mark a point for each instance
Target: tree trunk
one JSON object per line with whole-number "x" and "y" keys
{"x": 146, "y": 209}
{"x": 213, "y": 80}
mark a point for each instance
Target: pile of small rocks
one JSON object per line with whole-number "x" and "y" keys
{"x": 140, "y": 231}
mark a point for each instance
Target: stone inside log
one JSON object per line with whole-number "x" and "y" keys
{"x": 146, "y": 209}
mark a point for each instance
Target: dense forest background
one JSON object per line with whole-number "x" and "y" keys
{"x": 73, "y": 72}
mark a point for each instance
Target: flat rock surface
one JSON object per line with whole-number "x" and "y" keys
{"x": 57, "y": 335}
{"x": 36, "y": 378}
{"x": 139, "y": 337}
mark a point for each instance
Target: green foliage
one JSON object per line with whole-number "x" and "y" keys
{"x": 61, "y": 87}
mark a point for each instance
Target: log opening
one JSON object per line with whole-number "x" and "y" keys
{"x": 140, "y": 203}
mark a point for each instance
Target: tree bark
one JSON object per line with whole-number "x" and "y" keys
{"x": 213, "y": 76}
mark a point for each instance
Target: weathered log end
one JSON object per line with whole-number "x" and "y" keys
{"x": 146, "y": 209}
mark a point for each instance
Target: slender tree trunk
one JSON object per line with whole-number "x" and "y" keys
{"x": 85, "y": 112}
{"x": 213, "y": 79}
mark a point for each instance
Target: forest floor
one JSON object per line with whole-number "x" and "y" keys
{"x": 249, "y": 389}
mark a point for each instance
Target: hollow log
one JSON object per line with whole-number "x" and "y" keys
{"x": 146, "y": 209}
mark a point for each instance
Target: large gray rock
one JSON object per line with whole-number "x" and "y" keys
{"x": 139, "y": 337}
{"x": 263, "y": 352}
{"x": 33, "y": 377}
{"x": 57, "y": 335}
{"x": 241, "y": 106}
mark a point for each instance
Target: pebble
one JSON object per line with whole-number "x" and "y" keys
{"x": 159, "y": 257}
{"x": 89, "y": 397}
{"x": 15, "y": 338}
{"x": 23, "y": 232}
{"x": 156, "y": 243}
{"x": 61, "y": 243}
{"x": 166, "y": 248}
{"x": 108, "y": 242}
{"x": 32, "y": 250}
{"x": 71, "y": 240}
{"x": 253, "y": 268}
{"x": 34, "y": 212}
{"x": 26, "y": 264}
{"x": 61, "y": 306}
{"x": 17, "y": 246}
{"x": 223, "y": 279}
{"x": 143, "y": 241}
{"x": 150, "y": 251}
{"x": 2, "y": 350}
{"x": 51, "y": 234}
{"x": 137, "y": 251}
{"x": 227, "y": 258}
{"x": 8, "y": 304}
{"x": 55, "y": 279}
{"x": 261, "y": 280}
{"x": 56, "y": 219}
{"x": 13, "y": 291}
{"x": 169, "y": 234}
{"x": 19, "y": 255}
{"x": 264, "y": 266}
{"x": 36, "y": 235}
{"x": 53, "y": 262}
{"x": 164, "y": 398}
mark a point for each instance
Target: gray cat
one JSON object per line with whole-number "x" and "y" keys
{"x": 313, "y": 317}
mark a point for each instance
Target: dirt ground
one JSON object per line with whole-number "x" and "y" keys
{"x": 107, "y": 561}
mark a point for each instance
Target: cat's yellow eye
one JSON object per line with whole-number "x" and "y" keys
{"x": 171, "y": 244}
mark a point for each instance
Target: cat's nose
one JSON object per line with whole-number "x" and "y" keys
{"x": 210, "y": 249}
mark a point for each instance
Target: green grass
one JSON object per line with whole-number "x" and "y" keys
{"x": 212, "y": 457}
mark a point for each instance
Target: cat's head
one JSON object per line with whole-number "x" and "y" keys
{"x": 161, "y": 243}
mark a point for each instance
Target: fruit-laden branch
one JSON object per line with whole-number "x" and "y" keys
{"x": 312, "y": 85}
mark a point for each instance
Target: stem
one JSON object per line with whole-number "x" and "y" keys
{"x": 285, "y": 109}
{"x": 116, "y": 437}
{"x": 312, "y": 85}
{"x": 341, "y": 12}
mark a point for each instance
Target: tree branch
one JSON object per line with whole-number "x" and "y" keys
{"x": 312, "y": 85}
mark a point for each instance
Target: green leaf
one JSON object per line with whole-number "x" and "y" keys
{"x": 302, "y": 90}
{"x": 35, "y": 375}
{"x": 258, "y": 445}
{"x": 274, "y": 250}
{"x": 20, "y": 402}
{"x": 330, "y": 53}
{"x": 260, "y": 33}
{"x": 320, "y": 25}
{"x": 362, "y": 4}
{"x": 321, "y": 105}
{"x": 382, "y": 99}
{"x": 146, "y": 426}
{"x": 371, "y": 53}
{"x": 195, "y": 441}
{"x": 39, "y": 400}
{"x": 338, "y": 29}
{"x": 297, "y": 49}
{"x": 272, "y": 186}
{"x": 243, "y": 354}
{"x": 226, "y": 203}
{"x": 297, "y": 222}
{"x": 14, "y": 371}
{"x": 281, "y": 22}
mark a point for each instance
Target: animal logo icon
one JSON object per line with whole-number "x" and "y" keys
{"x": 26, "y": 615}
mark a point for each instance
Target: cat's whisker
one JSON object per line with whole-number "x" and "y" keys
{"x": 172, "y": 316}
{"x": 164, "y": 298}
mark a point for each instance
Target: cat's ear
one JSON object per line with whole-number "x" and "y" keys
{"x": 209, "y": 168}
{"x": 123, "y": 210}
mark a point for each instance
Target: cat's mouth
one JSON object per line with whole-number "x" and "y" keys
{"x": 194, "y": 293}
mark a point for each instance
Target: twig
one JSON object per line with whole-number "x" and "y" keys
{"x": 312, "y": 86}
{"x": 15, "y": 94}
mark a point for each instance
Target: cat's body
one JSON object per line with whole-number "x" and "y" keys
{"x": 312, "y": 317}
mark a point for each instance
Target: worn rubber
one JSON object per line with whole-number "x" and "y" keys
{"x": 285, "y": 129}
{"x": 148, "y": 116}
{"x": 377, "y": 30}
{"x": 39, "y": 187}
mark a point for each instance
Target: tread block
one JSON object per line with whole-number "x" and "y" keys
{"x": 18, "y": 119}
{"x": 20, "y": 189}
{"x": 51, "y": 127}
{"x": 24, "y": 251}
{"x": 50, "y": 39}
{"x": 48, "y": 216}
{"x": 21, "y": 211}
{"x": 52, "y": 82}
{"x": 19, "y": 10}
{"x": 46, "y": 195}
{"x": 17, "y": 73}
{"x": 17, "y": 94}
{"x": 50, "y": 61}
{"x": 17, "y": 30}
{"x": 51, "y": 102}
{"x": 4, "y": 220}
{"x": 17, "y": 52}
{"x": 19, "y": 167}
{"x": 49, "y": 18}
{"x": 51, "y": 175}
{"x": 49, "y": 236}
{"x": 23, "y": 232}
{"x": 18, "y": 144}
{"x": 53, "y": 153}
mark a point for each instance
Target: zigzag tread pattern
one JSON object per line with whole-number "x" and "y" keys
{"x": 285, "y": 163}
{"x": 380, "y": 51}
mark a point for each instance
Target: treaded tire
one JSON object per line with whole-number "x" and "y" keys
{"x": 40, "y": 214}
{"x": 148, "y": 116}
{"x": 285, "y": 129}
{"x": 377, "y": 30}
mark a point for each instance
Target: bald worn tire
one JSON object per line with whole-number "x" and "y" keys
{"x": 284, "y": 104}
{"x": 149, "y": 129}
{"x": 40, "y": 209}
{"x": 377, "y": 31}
--- --- ---
→ **Task to complete**
Copy out only the lines running from the beginning of the data to the line with "Target: pebble", both ends included.

→ **Answer to this problem**
mark a point for each instance
Target: tree trunk
one JSON object per line with whole-number "x" and "y" keys
{"x": 146, "y": 209}
{"x": 213, "y": 80}
mark a point for each instance
Target: pile of small rocks
one JSON object per line with whole-number "x" and "y" keys
{"x": 140, "y": 231}
mark a point for each instance
Target: stone inside log
one JSON object per line with whole-number "x" and "y" keys
{"x": 146, "y": 209}
mark a point for each instance
Target: dense forest background
one JSON object per line with whole-number "x" and "y" keys
{"x": 73, "y": 72}
mark a point for each instance
Target: flat rock surface
one JSON object per line with whole-number "x" and "y" keys
{"x": 57, "y": 335}
{"x": 36, "y": 378}
{"x": 139, "y": 337}
mark a point for each instance
Target: green foliage
one JSON object per line with whole-number "x" and "y" keys
{"x": 61, "y": 87}
mark a point for each instance
Target: log opening
one JSON object per line with whole-number "x" and "y" keys
{"x": 140, "y": 203}
mark a point for each instance
Target: tree bark
one JSON object per line with whole-number "x" and "y" keys
{"x": 213, "y": 76}
mark a point for each instance
Target: weathered log end
one JSON object per line with whole-number "x" and "y" keys
{"x": 146, "y": 209}
mark a point for each instance
Target: slender tree trunk
one JSON object per line with whole-number "x" and "y" keys
{"x": 85, "y": 112}
{"x": 213, "y": 79}
mark a point for each instance
Target: forest floor
one JSON object per line with whole-number "x" and "y" keys
{"x": 249, "y": 389}
mark a point for each instance
Target: hollow log
one JSON object per line with whole-number "x" and "y" keys
{"x": 146, "y": 209}
mark a point for each instance
Target: large gray rock
one JSON object per line with whole-number "x" and "y" keys
{"x": 139, "y": 337}
{"x": 263, "y": 352}
{"x": 33, "y": 377}
{"x": 57, "y": 335}
{"x": 241, "y": 106}
mark a point for each instance
Target: pebble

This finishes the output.